### Collected data entries
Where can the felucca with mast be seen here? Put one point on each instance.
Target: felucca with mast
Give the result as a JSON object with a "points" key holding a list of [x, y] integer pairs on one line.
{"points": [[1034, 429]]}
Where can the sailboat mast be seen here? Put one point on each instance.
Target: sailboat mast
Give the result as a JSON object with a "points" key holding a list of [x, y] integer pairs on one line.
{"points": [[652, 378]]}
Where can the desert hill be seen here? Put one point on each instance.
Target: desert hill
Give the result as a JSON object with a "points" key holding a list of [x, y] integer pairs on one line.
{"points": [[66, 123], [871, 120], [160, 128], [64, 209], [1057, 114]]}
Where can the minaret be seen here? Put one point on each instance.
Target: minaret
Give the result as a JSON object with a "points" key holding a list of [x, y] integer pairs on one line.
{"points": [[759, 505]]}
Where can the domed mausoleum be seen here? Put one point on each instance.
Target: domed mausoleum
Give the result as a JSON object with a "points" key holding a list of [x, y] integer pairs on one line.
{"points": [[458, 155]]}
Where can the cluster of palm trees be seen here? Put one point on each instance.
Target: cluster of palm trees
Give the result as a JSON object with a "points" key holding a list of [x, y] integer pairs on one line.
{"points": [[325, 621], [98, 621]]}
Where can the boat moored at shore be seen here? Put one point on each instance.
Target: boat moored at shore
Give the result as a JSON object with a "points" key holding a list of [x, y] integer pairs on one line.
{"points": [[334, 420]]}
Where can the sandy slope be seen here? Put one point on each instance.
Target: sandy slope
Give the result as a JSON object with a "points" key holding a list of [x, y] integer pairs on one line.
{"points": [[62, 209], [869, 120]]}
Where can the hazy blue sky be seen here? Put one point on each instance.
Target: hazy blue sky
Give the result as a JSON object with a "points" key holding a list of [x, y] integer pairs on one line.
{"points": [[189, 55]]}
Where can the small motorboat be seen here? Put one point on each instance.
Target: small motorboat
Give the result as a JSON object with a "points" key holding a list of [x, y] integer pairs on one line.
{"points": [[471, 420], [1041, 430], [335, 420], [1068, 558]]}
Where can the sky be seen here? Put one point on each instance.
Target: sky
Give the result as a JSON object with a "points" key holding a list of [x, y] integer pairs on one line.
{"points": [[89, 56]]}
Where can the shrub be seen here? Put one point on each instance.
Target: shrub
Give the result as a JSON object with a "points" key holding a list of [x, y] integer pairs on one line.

...

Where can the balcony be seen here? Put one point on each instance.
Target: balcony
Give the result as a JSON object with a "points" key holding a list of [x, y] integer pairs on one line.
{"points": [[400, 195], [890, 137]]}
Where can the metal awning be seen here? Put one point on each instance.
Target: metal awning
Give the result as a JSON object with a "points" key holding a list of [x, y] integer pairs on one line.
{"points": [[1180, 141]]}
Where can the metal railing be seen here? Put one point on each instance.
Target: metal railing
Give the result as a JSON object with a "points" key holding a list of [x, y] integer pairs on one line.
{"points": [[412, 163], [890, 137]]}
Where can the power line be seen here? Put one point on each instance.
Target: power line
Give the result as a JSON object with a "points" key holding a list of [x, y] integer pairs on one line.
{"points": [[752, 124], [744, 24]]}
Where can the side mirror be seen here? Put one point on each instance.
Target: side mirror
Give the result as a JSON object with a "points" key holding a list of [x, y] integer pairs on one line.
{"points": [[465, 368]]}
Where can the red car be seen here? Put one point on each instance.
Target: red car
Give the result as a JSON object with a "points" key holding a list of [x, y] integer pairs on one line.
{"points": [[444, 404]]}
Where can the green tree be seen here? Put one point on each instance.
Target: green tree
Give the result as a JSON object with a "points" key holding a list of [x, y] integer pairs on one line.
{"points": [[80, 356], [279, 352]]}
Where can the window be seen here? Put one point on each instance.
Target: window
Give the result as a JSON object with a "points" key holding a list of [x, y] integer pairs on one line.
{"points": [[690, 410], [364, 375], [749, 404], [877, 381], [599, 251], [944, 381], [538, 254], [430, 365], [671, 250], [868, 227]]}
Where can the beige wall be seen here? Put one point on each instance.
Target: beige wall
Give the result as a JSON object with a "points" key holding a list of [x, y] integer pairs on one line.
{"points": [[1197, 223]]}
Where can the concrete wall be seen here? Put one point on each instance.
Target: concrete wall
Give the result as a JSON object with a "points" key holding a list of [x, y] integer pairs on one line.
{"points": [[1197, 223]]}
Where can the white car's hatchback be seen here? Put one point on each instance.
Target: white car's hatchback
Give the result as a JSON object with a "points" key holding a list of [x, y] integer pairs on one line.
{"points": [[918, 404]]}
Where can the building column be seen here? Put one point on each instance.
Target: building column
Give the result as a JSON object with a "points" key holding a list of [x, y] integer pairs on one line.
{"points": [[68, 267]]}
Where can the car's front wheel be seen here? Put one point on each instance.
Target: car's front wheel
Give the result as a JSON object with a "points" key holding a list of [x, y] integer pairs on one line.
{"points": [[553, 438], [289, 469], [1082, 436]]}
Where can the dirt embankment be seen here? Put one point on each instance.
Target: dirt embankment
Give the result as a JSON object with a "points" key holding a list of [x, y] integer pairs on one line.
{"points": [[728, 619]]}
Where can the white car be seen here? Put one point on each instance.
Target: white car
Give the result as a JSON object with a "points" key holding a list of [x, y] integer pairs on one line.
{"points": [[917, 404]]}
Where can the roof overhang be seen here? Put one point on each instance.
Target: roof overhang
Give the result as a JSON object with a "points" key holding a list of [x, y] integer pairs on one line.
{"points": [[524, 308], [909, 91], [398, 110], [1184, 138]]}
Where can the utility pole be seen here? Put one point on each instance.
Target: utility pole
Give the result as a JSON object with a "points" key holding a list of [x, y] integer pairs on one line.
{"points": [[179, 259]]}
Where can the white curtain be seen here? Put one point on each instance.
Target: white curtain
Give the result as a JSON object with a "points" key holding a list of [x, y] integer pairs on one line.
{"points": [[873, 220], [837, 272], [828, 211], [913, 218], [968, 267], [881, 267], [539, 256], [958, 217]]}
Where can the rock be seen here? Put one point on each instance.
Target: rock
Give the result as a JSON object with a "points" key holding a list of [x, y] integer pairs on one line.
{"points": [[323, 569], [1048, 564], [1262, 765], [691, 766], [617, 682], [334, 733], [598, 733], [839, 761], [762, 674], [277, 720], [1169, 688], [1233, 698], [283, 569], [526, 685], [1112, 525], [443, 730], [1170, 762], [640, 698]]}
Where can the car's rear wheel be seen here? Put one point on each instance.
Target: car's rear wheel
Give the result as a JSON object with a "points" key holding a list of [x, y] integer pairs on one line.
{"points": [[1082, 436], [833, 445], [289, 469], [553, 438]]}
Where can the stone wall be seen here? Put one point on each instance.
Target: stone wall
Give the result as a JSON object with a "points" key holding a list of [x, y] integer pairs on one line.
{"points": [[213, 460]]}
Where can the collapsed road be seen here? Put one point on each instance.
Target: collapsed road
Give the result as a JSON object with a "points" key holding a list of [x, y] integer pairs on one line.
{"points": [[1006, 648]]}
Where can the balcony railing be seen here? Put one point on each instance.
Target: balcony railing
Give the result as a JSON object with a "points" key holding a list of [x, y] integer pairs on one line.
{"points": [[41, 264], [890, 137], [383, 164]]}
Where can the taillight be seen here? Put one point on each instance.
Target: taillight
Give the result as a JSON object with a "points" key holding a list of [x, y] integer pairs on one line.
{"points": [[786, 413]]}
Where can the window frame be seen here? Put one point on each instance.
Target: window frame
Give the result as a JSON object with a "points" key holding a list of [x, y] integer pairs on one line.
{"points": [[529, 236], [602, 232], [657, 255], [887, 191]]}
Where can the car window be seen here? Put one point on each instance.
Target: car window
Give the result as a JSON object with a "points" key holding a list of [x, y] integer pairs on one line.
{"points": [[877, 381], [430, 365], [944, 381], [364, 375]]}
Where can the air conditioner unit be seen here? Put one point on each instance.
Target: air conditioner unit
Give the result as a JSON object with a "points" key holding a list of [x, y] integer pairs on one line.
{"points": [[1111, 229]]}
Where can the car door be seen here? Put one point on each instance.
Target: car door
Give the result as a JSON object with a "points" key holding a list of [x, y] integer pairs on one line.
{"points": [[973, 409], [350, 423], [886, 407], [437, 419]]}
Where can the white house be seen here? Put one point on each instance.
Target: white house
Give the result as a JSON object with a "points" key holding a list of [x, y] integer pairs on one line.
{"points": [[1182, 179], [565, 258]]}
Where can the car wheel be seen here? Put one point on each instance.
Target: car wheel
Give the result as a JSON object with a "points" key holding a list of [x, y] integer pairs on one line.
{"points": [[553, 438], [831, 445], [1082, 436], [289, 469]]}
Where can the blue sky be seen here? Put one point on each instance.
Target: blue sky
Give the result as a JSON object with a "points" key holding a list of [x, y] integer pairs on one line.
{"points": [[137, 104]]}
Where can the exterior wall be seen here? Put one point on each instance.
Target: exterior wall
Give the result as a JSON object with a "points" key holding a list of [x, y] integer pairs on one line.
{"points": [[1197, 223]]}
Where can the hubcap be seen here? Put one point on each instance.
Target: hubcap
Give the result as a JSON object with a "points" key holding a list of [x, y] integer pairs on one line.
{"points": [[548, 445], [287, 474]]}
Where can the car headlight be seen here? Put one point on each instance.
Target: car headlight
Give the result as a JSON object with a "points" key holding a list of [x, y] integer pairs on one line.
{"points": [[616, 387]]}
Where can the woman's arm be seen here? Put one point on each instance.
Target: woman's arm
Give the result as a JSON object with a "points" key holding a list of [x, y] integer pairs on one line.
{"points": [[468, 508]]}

* * *

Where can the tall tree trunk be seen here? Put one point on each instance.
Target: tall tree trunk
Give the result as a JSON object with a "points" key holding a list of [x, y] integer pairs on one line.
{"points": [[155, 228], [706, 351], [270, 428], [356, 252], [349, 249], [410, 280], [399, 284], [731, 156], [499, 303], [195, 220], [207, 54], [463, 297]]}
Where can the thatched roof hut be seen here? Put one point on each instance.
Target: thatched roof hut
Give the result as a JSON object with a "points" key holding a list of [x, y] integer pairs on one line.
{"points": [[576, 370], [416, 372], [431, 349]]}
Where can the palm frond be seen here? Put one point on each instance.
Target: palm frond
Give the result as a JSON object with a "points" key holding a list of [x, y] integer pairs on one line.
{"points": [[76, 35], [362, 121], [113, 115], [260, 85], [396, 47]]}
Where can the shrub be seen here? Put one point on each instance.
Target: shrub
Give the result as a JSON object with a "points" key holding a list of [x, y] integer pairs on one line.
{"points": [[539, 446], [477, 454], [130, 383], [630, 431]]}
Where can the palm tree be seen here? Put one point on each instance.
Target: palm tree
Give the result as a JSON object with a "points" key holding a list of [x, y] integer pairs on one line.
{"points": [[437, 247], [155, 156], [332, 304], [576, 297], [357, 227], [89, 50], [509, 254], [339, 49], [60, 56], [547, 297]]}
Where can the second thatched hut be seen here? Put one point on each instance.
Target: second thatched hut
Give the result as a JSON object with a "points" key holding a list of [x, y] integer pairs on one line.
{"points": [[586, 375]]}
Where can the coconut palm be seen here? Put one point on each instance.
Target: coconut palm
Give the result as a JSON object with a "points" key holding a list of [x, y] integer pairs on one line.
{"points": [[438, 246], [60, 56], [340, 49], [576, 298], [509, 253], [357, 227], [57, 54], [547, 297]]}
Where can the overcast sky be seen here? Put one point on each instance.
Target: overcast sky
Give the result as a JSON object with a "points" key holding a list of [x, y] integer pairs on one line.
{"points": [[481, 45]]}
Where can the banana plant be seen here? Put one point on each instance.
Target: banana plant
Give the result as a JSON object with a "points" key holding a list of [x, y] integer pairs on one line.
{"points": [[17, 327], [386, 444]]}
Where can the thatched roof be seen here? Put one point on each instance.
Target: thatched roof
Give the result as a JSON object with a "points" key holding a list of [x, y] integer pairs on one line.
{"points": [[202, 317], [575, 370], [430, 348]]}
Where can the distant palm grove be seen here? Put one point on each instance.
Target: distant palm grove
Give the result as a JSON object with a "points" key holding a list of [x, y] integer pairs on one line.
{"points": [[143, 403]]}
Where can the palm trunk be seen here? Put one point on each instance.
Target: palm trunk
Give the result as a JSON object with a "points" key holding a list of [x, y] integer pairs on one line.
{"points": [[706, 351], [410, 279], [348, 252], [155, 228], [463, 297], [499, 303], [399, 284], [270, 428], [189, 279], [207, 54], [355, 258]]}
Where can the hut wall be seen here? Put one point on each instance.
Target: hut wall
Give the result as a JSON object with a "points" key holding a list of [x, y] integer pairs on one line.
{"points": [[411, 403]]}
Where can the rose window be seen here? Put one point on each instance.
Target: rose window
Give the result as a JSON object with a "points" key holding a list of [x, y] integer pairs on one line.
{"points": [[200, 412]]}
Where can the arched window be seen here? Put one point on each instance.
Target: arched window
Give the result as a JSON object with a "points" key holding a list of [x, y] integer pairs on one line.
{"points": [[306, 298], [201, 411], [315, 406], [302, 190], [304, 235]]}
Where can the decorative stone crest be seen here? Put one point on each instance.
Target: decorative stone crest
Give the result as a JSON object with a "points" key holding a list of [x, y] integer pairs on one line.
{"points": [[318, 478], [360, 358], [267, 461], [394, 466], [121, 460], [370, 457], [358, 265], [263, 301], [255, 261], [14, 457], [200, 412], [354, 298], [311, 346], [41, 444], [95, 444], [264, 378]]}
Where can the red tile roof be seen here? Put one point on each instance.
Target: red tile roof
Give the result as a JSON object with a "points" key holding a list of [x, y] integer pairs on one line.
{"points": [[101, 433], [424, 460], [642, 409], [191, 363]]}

### Problem description
Scan the records above for the lines holding "Where can the balcony be" and "Target: metal awning". Transcribe those two and every line between them word for word, and no others.

### Response box
Where can the balcony be seen here? Put one point on each instance.
Target: balcony
Give the result as a JSON object with a "points" key holding a list of [x, y] integer pairs on one line.
{"points": [[400, 195], [890, 137]]}
Where can the metal awning be seen here? Put one point on each instance.
Target: metal awning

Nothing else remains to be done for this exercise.